(EXCERPT PROVIDED):

====

Purpose

Update managed nodegroup scaling settings (min, max, desired) with safe validation.

Location

cloud/aws/eks/scale-nodegroup.sh

Preconditions

  • Required tools: bash, aws
  • Required permissions: eks:UpdateNodegroupConfig, eks:DescribeNodegroup, eks:DescribeUpdate
  • Required environment variables: none

Arguments

Flag Required Default Description
--cluster-name NAME Yes N/A Cluster name
--nodegroup-name NAME Yes N/A Nodegroup name
--min-size N Cond. current New min size
--max-size N Cond. current New max size
--desired-size N Cond. current New desired size
--wait / --no-wait No wait enabled Wait for update completion
--timeout SEC No 1800 Wait timeout
--poll-interval SEC No 20 Poll interval
--region REGION, --profile PROFILE No AWS defaults AWS context override
--dry-run No false Print planned commands

Scenarios

  • Happy path: scaling update completes successfully.
  • Common operational path: increase/decrease worker capacity based on workload demand.
  • Failure path: invalid requested bounds or update failure.
  • Recovery/rollback path: apply known-good scale values and retry update.

Usage

cloud/aws/eks/scale-nodegroup.sh --cluster-name prod-eks --nodegroup-name general --desired-size 6
cloud/aws/eks/scale-nodegroup.sh --cluster-name prod-eks --nodegroup-name general --min-size 3 --max-size 12 --desired-size 6
cloud/aws/eks/scale-nodegroup.sh --cluster-name dev-eks --nodegroup-name general --desired-size 2 --dry-run

Behavior

  • Main execution flow:
  • loads current scaling config
  • merges requested values
  • validates final bounds
  • submits update and optionally waits for success
  • Idempotency notes: convergent for same target scaling values.
  • Side effects: node count scaling and related workload scheduling impact.

====

(DATA IN THIS EXERCISE):

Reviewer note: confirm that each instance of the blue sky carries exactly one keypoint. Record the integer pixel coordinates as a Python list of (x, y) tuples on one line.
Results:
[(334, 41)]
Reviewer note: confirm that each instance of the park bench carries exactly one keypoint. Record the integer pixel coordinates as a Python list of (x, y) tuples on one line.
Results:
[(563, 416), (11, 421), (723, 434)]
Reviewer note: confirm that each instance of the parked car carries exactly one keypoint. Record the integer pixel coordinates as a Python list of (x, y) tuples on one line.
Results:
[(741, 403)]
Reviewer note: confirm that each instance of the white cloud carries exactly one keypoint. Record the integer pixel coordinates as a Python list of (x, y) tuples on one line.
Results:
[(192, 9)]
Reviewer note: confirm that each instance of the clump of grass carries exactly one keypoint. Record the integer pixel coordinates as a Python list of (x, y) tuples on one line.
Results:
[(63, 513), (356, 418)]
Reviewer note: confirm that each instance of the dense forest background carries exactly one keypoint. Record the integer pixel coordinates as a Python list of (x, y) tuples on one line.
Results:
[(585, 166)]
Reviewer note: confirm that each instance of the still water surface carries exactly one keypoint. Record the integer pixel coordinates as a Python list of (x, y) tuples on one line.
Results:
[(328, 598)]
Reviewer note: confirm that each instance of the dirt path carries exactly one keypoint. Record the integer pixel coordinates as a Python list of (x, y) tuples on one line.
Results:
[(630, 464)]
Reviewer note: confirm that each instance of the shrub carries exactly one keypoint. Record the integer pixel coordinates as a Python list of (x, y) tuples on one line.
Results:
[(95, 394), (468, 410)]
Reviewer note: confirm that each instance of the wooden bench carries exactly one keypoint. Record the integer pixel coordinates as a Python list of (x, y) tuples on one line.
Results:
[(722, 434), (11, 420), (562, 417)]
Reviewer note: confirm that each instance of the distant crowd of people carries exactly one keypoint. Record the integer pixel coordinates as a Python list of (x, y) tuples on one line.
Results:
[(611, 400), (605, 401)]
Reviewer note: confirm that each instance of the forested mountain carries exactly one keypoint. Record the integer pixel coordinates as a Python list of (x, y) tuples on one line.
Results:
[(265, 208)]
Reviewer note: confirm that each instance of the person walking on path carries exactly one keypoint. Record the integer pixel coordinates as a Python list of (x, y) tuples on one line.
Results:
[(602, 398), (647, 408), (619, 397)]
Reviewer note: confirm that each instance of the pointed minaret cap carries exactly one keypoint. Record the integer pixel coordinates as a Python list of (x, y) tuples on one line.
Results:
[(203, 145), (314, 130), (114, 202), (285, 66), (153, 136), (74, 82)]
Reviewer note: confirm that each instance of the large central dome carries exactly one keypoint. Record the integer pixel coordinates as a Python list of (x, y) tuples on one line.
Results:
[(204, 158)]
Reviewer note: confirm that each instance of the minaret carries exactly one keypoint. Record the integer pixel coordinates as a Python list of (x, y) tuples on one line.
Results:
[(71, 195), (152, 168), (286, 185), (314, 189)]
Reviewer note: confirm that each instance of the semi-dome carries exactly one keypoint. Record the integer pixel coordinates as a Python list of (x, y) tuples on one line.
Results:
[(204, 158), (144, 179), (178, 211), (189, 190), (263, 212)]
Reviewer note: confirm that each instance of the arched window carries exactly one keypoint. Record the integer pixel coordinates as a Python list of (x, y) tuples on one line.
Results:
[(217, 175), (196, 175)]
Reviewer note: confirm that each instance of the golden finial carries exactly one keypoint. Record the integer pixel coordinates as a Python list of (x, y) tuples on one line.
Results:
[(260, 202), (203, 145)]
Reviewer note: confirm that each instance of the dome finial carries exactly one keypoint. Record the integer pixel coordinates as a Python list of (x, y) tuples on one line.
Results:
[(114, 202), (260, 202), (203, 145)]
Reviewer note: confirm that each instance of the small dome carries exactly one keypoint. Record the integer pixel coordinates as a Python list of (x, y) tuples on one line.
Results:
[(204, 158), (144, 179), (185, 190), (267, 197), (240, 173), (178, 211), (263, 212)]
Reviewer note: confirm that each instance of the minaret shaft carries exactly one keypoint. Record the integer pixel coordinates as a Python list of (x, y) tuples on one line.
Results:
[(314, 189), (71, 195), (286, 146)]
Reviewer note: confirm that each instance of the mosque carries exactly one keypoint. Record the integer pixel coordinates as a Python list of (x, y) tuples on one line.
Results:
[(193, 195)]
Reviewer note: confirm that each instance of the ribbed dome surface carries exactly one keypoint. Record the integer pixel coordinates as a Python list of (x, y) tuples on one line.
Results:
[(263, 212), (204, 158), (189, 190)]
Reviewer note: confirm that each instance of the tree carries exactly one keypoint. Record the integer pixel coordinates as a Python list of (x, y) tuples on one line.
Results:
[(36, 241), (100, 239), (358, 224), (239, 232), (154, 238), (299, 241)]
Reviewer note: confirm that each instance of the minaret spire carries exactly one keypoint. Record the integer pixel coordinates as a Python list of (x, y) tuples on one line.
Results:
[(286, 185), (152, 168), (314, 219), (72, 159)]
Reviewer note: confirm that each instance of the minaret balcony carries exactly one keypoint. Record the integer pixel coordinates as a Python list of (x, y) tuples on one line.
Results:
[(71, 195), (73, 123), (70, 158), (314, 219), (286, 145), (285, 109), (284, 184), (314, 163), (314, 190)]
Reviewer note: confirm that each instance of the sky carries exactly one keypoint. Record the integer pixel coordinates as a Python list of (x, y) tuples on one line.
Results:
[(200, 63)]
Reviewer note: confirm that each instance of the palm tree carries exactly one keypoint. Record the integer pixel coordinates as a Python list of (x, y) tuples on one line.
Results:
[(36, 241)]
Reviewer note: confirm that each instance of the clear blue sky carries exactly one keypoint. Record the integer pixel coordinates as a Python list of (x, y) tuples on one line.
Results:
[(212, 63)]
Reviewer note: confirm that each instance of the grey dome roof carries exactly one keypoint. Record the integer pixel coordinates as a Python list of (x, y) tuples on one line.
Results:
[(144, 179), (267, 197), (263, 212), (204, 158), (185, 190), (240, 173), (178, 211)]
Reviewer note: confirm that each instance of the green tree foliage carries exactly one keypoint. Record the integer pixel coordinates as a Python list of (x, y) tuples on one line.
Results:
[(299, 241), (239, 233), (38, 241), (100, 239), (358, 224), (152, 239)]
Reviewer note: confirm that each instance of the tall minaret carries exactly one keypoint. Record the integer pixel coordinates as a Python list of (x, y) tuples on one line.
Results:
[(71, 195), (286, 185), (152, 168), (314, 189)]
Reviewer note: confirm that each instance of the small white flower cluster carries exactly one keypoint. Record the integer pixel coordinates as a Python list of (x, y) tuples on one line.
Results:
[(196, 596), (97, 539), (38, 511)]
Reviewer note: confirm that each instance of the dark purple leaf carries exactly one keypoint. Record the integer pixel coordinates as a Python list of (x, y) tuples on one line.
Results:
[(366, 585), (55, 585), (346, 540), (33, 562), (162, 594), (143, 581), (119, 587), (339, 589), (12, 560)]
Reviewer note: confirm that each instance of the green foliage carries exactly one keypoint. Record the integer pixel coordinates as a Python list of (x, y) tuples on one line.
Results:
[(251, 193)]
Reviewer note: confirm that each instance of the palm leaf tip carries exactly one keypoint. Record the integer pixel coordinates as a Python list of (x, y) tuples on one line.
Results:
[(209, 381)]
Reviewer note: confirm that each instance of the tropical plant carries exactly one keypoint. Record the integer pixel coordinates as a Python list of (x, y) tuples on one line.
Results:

====

(EXERCISES):
a – Condense the list in the script documentation that begins "Happy path: scaling update completes successfully." into one short sentence, keeping every path it names.
b – Output a Markdown table with the columns Row and Line, leaving out blank lines. It should cover the lines of the records starting with the line that contains "Reviewer note: confirm that each instance of the minaret shaft" and going on through the line that contains "[(314, 189), (71, 195), (286, 146)]".

(RESULTS BY TASK):
a – The script covers four paths: a successful scaling update, routine increases or decreases of worker capacity to match workload demand, failure from invalid requested bounds or a failed update, and recovery by applying known-good scale values and retrying the update.

b –
| Row | Line |
|---|---|
| 1 | Reviewer note: confirm that each instance of the minaret shaft carries exactly one keypoint. Record the integer pixel coordinates as a Python list of (x, y) tuples on one line. |
| 2 | Results: |
| 3 | [(314, 189), (71, 195), (286, 146)] |